*Passage given*

Brea Old and New: The go-to source for "All things Brea"!

Welcome to Brea

  • Fascinating Facts: The Brea Clock, Part 1

    7 years ago by


    The Brea Clock, shortly after it was unveiled at its new location downtown in 2001.


    1.) Our much loved landmark, The Brea Clock, was first placed on Brea Blvd in 1975 as an advertising gimmick for a clock shop that was in the old Brea Hotel, at that time, located near the NE corner of Brea Blvd and Ash St. Most Breans believe that the clock has a much longer history in the city, but prior to its 1975 installation, it served as the station masters clock at the Santa Fe Railyards in Riverside.

    2.) For a time, the clock was known to the city as "Charlie's Clock", named for the proprietor of the clock shop.  When Charlie closed his business and left town, the city bought the clock since it had become such a cherished landmark and it fit well with plans for eventual downtown redevelopment.

    3.) The clock remained in its original spot for several years, but due to occasional vandalism, and wear and tear, it was constantly being taken down for repairs. In 1979, a car ran into the clock causing major damage, and it was a long time before the clock reappeared.

*Entries*
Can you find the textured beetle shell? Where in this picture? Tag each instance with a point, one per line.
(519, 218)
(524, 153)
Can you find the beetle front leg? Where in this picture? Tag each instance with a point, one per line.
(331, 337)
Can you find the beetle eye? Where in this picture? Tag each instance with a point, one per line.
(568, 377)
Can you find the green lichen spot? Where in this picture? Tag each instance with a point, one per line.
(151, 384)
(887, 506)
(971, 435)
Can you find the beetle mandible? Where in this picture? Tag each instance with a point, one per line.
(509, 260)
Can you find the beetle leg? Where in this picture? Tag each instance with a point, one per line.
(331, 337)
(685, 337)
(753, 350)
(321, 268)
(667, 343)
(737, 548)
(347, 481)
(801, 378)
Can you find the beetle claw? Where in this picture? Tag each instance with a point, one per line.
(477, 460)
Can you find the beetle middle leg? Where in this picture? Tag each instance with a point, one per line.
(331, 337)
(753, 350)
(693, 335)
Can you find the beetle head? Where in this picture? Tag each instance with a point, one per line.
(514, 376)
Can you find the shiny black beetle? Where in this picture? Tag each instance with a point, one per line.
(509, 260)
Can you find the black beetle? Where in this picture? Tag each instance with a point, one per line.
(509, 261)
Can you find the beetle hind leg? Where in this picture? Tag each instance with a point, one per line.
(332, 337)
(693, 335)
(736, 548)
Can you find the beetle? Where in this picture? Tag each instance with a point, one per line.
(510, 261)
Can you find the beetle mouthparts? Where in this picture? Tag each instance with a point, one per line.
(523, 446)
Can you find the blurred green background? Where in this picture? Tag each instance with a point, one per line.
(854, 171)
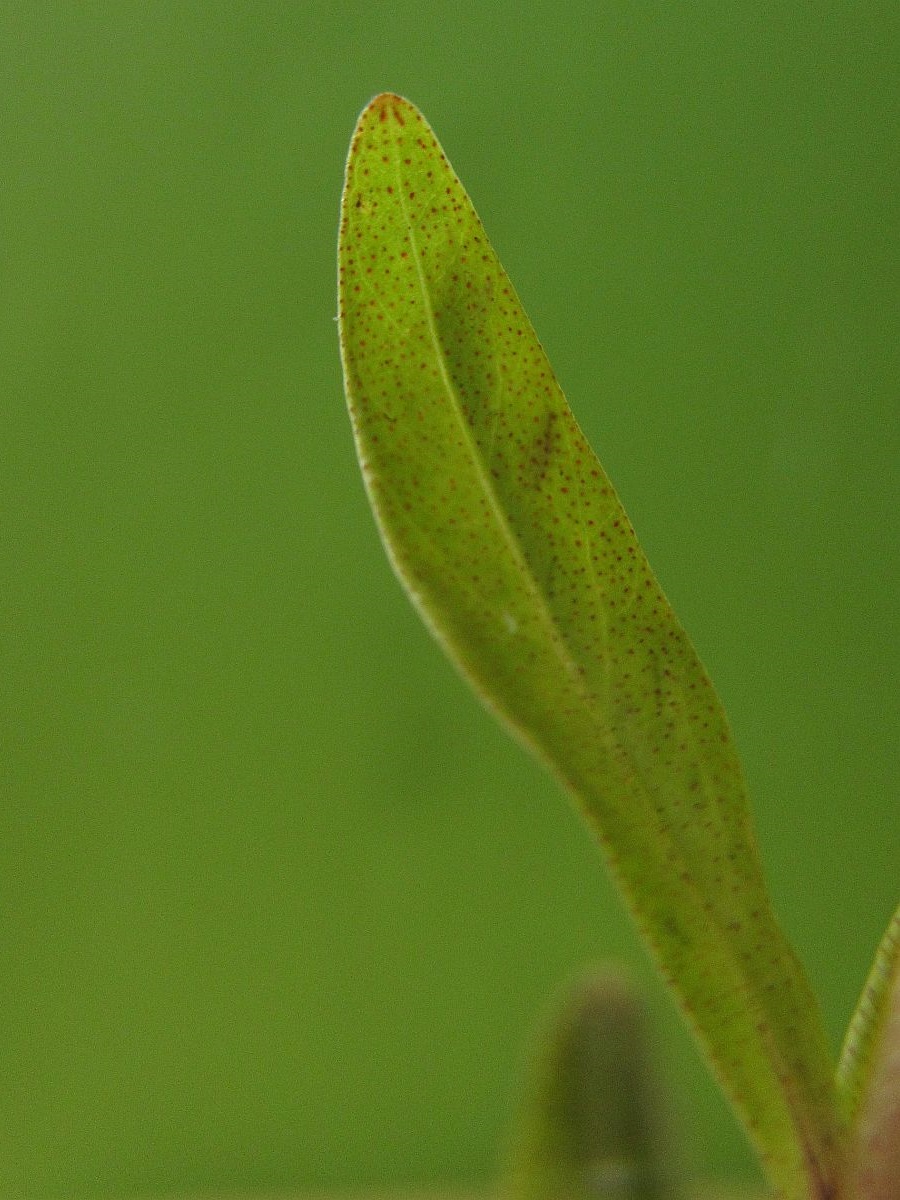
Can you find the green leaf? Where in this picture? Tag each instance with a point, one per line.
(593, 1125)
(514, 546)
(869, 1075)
* * *
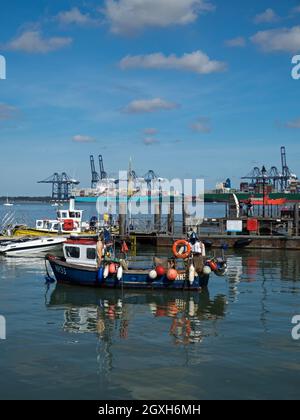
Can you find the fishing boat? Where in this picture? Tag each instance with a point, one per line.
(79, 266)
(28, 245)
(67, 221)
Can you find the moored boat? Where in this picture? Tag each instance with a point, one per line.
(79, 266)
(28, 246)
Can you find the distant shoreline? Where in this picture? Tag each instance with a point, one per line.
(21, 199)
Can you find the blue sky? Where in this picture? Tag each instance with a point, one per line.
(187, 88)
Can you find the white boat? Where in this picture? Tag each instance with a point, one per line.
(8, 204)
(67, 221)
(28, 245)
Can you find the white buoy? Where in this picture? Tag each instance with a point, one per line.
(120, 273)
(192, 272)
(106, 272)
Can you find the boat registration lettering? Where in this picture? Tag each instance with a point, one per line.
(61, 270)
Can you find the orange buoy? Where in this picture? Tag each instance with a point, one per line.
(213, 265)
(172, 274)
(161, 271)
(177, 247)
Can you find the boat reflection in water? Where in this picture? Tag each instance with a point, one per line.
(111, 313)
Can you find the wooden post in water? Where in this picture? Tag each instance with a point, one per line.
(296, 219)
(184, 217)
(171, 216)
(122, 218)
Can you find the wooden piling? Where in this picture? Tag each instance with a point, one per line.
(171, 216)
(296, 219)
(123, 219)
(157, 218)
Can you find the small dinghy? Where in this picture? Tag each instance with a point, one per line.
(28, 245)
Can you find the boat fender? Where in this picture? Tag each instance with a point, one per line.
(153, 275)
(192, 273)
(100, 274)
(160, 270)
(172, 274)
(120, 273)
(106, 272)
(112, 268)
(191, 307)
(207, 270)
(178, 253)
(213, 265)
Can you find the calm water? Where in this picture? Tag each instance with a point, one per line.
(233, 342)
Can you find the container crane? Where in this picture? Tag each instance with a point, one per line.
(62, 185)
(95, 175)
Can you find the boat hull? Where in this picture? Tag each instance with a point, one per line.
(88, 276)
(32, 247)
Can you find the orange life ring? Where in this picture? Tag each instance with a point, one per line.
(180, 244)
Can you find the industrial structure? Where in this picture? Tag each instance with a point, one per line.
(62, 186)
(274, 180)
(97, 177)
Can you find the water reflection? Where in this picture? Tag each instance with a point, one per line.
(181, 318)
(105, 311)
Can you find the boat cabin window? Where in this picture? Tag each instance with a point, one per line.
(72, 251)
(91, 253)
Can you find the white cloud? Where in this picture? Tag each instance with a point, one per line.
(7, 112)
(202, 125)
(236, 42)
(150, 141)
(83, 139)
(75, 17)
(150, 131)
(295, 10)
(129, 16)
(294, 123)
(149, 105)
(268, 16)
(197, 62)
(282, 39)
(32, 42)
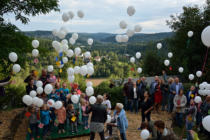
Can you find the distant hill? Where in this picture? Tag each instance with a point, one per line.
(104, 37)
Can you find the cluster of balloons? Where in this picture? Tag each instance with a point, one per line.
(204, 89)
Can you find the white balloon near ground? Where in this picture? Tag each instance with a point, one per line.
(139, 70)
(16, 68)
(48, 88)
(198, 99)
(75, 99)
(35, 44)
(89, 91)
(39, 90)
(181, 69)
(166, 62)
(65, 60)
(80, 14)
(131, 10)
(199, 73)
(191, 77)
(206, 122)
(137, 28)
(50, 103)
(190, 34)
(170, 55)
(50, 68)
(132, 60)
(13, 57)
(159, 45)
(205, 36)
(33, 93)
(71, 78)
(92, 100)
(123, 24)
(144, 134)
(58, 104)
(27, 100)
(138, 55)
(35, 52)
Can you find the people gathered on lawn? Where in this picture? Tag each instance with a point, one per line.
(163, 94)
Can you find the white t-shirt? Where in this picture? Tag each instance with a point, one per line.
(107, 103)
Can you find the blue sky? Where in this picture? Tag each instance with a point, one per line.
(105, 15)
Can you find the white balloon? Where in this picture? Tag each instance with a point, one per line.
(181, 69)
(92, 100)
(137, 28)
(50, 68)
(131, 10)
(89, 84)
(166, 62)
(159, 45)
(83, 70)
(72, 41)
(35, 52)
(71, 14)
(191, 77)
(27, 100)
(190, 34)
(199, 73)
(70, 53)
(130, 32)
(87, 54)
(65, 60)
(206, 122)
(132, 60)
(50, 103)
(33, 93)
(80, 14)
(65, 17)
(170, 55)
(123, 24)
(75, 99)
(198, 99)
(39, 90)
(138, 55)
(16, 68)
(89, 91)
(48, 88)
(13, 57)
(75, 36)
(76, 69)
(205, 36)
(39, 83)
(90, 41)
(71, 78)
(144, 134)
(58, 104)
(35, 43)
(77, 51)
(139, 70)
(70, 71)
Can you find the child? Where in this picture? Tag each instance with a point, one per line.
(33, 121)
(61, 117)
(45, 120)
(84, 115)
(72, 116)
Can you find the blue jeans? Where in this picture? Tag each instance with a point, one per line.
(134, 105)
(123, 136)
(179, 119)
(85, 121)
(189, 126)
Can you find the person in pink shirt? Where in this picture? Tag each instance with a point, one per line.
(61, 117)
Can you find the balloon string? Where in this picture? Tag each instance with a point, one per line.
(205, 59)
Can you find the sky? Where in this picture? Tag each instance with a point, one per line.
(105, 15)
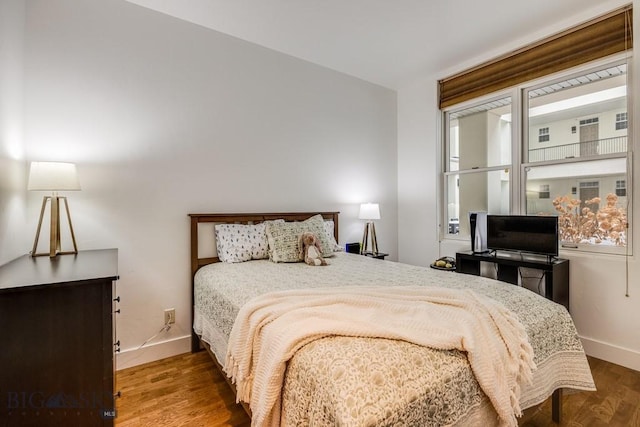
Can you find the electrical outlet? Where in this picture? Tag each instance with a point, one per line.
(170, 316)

*Exercise*
According to the Brea Clock article, why did the city buy the clock when Charlie closed his business and left town? Nothing in the listing is needed here.

*Finished task*
The city bought the clock because it had become a cherished landmark. It also fit well with plans for eventual downtown redevelopment.